Describe the solution you'd like To make layer tars more useful outside of a kit context, it would be useful to find a way to include more of the context from the packing environment (e.g. directory names).

Additional context Considering this change, it's likely something we want to decide sooner rather than later; any change to the pack process will break reproducibility of repacking unpacked modelkits. We also need to consider compatibility, so that previously-packed modelkits can still be unpacked with whatever new format we choose.

bmicklea commented 1 month ago

If implemented these will be breaking changes so better to do sooner than later. We'll take it in the sprint to discuss how to handle and (maybe) to implement.

bmicklea commented 1 month ago

Sprint 17 goal: make the decision on what we are going to do for this.

Implement the change can follow in a future sprint if needed.

amisevsk commented 3 weeks ago

I've given this some thought and I'm generally focussed on two general areas of improvement: 1) the tar artifacts generated for ModelKit layers, and 2) extensions to our config object that make it somewhat easier to consume Modelkits. I'll list the high-level changes here, with more detail below

  1. Pack layer tarballs to include the full directory structure from the Kit pack command's context (instead of relative to the layer's path)
  2. Update the default owner ID inside tarballs to user 1000 instead of 0
  3. Extend the manifest config structure to include digests and potentially a diffID equivalent
  4. Add an explicit layer for the plain Kitfile, after making the changes to the config object (add a new mediaType application/vnd.kitops.modelkit.kitfile.v1+yaml)

All of these changes are "nice to haves" rather than strictly necessary, so we may not want to ultimately bother with them at this time.


Update how we structure tar files for ModelKit layers

These changes largely center around making the individual layers of a ModelKit easier to use in non-ModelKit contexts (such as injecting ModelKits into containers as we do on jozu.ml).

Currently, we pack data into tar files by effectively switching context into the layer's directory and copying its contents into a tarball. This means that if you pack, for example, ./data/my-modelkit/my-modelkit.safetensors, files inside the tar will have relative paths that exclude data/my-modelkit (packing a tarball with just the file ./my-modelkit.safetensors). Kit then needs to re-construct the directory structure when unpacking to reproduce the original project. As a result, if you just extract the tar files used for layers, all of the directory structure is lost. Instead, I would like Kit to do less magic here, and have the tarred layers extract to the same directory structure as in the original context, packing ./data/my-modelkit/my-modelkit.safetensors instead of just my-modelkit.safetensors.

Raw records
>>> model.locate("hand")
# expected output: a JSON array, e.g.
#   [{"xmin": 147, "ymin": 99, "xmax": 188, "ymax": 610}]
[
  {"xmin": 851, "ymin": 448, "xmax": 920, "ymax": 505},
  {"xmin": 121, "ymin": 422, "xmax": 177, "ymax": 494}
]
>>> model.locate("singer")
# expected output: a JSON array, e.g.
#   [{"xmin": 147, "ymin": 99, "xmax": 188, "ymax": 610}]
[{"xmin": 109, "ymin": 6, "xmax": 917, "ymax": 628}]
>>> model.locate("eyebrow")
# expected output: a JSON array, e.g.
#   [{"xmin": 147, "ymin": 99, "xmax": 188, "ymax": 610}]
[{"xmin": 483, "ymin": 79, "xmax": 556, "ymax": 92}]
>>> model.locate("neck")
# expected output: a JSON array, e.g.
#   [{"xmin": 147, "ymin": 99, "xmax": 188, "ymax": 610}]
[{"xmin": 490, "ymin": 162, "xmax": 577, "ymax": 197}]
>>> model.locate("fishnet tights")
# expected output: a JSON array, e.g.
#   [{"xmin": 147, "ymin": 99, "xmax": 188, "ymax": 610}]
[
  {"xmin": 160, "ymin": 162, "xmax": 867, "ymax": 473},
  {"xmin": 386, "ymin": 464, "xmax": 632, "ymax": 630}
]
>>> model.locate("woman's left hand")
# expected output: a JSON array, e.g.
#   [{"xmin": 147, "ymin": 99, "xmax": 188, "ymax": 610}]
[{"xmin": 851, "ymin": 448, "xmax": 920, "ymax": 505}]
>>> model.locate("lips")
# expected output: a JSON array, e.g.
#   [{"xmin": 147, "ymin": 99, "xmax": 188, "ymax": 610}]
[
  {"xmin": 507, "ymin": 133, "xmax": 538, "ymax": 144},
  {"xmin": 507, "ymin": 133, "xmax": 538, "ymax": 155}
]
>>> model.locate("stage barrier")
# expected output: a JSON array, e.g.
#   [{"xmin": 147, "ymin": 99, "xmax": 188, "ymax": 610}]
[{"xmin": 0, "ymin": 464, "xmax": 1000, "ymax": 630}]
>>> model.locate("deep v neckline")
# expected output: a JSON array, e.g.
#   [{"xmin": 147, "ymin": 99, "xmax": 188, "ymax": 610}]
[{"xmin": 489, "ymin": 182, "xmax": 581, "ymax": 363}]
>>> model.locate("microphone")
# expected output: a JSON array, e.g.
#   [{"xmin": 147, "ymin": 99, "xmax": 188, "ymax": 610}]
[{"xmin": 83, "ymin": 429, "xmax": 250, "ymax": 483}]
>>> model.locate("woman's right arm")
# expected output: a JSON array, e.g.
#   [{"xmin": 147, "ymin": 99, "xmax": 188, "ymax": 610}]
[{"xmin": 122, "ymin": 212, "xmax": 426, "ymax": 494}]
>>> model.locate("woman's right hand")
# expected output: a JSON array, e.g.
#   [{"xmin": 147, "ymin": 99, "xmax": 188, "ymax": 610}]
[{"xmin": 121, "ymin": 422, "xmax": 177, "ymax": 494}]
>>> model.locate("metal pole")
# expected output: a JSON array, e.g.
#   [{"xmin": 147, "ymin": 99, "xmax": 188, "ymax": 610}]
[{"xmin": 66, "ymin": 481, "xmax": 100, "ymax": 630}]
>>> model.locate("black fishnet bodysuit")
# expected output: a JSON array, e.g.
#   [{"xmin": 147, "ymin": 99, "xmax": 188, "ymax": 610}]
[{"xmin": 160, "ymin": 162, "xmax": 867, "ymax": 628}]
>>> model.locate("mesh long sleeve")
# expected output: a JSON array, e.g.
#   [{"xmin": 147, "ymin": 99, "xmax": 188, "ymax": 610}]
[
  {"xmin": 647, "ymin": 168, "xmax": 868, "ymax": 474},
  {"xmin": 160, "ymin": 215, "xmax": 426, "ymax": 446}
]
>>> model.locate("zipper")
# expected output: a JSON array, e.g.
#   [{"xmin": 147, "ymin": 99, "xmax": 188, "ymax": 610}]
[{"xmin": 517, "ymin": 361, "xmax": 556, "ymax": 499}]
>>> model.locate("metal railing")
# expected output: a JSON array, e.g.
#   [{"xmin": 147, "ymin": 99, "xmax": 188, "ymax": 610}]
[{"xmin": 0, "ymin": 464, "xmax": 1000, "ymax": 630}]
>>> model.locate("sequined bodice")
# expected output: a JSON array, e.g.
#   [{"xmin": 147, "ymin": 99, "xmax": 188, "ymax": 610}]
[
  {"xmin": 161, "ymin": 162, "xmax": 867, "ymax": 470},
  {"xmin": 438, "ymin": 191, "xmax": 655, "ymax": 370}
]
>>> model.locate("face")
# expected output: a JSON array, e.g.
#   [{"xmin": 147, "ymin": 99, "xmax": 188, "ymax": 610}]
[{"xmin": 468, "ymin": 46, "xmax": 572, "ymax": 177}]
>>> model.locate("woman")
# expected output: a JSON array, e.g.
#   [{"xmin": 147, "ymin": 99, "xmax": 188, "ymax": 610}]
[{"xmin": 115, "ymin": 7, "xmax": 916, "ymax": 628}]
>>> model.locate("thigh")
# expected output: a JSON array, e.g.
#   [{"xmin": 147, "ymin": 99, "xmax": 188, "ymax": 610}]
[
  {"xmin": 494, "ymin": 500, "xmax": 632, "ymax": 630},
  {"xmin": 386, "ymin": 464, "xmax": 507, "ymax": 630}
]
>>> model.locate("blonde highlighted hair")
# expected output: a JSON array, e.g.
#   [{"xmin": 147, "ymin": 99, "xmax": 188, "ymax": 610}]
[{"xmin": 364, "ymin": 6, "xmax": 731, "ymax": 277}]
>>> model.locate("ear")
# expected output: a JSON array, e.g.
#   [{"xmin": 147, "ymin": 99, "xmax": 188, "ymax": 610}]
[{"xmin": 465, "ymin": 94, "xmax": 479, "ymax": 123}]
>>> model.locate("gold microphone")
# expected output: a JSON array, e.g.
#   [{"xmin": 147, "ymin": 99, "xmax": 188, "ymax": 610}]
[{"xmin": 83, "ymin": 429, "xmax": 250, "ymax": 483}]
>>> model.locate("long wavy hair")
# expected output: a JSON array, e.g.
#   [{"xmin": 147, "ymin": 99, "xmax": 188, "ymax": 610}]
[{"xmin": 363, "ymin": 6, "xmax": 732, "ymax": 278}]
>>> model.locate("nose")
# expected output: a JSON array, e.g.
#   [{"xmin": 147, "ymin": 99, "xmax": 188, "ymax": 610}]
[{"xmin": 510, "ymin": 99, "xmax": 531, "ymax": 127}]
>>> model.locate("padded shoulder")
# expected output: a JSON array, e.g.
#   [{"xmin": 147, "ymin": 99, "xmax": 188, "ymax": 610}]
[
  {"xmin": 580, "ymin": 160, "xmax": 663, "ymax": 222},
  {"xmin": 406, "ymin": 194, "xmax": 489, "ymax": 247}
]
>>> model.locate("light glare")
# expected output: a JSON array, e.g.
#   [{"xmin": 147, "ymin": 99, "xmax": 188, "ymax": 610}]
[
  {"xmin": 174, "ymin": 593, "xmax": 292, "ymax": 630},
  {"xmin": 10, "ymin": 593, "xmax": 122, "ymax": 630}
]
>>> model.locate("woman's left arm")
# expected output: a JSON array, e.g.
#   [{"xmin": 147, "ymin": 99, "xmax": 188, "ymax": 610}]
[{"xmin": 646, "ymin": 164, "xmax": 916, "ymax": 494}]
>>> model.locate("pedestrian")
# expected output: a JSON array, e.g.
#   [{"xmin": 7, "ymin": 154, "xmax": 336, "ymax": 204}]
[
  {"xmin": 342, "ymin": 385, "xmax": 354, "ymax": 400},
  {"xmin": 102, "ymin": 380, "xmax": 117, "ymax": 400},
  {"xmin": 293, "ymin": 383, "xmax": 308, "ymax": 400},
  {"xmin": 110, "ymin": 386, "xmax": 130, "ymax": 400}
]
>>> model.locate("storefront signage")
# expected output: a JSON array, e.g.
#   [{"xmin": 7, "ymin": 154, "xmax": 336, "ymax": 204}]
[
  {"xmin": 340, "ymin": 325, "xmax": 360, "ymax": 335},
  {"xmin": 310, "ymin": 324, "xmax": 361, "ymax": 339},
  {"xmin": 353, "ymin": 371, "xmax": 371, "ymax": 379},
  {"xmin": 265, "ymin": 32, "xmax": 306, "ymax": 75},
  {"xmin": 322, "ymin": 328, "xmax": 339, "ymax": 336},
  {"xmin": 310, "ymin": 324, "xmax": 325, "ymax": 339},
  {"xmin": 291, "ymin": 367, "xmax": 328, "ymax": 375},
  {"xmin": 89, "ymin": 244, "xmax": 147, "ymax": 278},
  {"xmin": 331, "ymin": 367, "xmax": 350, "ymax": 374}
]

CHALLENGE:
Reproduce the part of the ModelKit discussion starting with "All of these" and going on through "do on jozu.ml).". Rely only on the ModelKit discussion to respond, not on the data.

WRITTEN SOLUTION:
All of these changes are "nice to haves" rather than strictly necessary, so we may not want to ultimately bother with them at this time.


Update how we structure tar files for ModelKit layers

These changes largely center around making the individual layers of a ModelKit easier to use in non-ModelKit contexts (such as injecting ModelKits into containers as we do on jozu.ml).